* _本文_
══════

徹底した役作りへのこだわりにスタッフも仰天
鈴木亮平『TOKYO MER~走る緊急救命室~』(TBS系、2023)
医療ドラマは、時にリアリティを求められるジャンルだ。命に関わる緊迫した現場の再現、専門的な知識や用語の正確な使用、そして何より人の命を預かる者としての説得力が俳優に問われる。そうした厳しい条件のもと「医者役が上手かった俳優」として高い評価を得たのが、ドラマ『TOKYO MER~走る緊急救命室~』で喜多見幸太を演じた鈴木亮平である。
喜多見は、災害現場や事故現場に自ら飛び込み、患者の命を救うために全力を尽くす救命医。東京が創設した移動型救命医療チーム「TOKYO MER」のチーフドクターとして、常に現場の最前線に立ち続ける。どれほど危険な状況でも、「待っているだけじゃ助けられない命がある」と信じ、自らの身を顧みず人命を最優先する姿は、視聴者に強い印象を残した。
ドラマは放送当初から高い評価を受け、最終回の視聴率は19.5%を記録。第109回ザテレビジョンドラマアカデミー賞では作品賞、主演男優賞、助演男優賞、助演女優賞、監督賞など、主要部門を席巻した。

══════

* _提供資料_
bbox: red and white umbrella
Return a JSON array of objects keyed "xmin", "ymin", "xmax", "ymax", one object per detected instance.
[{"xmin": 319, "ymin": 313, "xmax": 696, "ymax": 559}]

══════

本文のうち「医療ドラマは、時にリアリティ」で始まり「優先する姿は、視聴者に強い印象を残した。」で終わる部分を、一字一句変えずに書き写してください。 この資料は本文とは別の出典から採ったものです。

* _解答_
医療ドラマは、時にリアリティを求められるジャンルだ。命に関わる緊迫した現場の再現、専門的な知識や用語の正確な使用、そして何より人の命を預かる者としての説得力が俳優に問われる。そうした厳しい条件のもと「医者役が上手かった俳優」として高い評価を得たのが、ドラマ『TOKYO MER~走る緊急救命室~』で喜多見幸太を演じた鈴木亮平である。
喜多見は、災害現場や事故現場に自ら飛び込み、患者の命を救うために全力を尽くす救命医。東京が創設した移動型救命医療チーム「TOKYO MER」のチーフドクターとして、常に現場の最前線に立ち続ける。どれほど危険な状況でも、「待っているだけじゃ助けられない命がある」と信じ、自らの身を顧みず人命を最優先する姿は、視聴者に強い印象を残した。